## Input data

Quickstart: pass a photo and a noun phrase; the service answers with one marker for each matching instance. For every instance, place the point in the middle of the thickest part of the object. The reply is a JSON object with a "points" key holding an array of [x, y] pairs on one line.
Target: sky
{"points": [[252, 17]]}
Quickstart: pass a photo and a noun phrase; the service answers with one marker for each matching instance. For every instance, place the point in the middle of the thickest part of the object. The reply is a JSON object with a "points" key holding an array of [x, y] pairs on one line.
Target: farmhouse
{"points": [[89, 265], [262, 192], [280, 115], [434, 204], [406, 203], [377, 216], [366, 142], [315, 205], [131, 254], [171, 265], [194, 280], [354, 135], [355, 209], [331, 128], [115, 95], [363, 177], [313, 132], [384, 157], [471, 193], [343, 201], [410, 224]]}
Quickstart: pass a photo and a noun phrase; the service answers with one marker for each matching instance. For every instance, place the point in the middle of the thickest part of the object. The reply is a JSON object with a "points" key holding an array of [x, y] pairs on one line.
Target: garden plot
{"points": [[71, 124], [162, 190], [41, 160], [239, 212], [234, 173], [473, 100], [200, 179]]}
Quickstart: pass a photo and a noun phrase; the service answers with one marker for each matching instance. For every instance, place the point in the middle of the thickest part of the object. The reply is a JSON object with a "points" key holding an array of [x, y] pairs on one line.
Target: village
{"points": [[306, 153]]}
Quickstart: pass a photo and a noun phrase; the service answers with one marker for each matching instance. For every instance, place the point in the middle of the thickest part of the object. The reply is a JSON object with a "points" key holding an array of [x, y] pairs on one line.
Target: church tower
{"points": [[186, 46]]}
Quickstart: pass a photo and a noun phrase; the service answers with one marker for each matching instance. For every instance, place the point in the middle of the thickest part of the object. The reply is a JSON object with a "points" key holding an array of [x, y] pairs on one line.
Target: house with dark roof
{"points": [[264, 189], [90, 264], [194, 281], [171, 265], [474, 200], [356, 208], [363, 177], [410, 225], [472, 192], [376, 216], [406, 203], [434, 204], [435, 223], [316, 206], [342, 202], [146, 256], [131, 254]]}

## What this task involves
Precisely as given, transcribe all of the entries above.

## Exercise solution
Quickstart: pass a photo and a noun phrase; the service answers with one marker for each matching instance. For every instance, place the point in the middle of the thickest part of the object. The reply is a JSON object with a "points" key holding an array of [x, y] pairs on one line.
Target: sky
{"points": [[252, 17]]}
Quickstart: pass a photo and a noun phrase; the service answers with one marker for each matching instance. For every instance, place the point in the middle of the thickest part of the object. The reply is a JSON object with a "points" key holding an array of [x, y] pairs on one line.
Target: farmhouse
{"points": [[89, 265], [262, 192], [280, 115], [434, 204], [406, 203], [377, 216], [366, 142], [315, 205], [131, 254], [171, 265], [194, 280], [354, 135], [355, 209], [331, 128], [115, 95], [363, 177], [313, 132], [384, 157], [471, 193], [343, 201], [410, 224]]}
Quickstart: pass a photo and a noun phrase; the service answers with one marker for each matching instance. For every instance, place the point in the middle of the thickest part of the object. The reply is a JSON object with a "points" key holding an array of [x, y] pairs on one line.
Target: garden plot
{"points": [[71, 124], [162, 190], [41, 160], [239, 212], [234, 173], [473, 100], [200, 179]]}
Quickstart: pass a photo and a noun phrase; the service answers with one marker for each matching instance. For every instance, place the point in the middle of the thickest part of the object. The reply is a JSON object with a "points" key holding an array of [x, y] pairs on one line.
Target: village
{"points": [[306, 153]]}
Quickstart: pass a photo and a noun phrase; the service answers with one marker for each matching instance. For every instance, place the point in the middle of the thickest part of the object. The reply is a JSON object with a "points" key holding an array of [x, y] pairs on one line.
Target: church tower
{"points": [[186, 46]]}
Quickstart: pass a photo and a noun phrase; the service answers with one marker for each matching instance. For every instance, place the point in the middle of the thickest part of the object. The reply is a JSON object with a "points" key holding an array of [x, y] pairs on one line.
Target: house with dark roof
{"points": [[264, 189], [90, 264], [194, 281], [171, 265], [474, 200], [356, 208], [363, 177], [410, 225], [472, 192], [376, 216], [406, 203], [434, 204], [435, 223], [316, 206], [342, 202], [146, 256], [131, 254]]}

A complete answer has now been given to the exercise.